* **YOUR INSTRUCTIONS**: Which lines in the listing below contain the word "football"? Pull out each one and copy it in full.

* **RECORDS SHOWN**:
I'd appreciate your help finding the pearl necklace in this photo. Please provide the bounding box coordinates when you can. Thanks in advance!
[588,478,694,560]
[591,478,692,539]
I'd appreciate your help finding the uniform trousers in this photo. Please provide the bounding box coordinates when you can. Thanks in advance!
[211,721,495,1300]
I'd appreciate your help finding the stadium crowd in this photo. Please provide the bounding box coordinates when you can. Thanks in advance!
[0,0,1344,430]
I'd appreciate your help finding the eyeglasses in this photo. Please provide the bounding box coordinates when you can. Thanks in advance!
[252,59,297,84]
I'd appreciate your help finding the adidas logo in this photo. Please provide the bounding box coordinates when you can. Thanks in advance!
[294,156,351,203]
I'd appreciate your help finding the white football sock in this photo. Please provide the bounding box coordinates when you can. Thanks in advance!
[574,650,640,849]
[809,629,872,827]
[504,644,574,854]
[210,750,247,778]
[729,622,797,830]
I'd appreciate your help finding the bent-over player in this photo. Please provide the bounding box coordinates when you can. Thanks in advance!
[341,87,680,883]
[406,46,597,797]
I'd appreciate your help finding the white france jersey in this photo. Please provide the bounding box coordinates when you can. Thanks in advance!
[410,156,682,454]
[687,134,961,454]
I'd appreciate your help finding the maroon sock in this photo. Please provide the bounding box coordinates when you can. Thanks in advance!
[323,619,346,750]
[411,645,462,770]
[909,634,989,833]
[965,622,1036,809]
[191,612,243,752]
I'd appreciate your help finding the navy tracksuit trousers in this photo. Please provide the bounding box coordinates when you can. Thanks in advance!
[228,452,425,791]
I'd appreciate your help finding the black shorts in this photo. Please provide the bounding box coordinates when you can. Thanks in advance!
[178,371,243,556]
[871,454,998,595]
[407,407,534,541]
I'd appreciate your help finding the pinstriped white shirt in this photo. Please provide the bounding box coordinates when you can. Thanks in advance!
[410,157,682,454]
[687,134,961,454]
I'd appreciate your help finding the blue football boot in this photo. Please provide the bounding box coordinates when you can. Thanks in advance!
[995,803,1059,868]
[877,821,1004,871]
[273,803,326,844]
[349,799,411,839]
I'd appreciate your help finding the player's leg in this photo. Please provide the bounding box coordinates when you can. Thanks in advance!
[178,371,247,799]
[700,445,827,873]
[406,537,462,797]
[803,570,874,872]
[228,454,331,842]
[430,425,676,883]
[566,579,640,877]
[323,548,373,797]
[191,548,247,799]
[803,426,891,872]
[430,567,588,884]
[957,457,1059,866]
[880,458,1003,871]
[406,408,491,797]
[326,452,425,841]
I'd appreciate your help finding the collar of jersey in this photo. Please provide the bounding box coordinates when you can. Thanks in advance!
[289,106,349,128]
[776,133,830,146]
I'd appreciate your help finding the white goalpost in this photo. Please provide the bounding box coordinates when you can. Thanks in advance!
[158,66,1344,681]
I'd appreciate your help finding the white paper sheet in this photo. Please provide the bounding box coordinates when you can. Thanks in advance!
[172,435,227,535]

* **RIGHT ANSWER**:
I'd appreciate your help finding the white football sock in this photo. Please provide the bounding box coordinates when you can. Thanks in advance!
I'd appreciate your help finding the blue football boot in this photo. Please provide the bounding box coordinates when you can. Thanks in advance!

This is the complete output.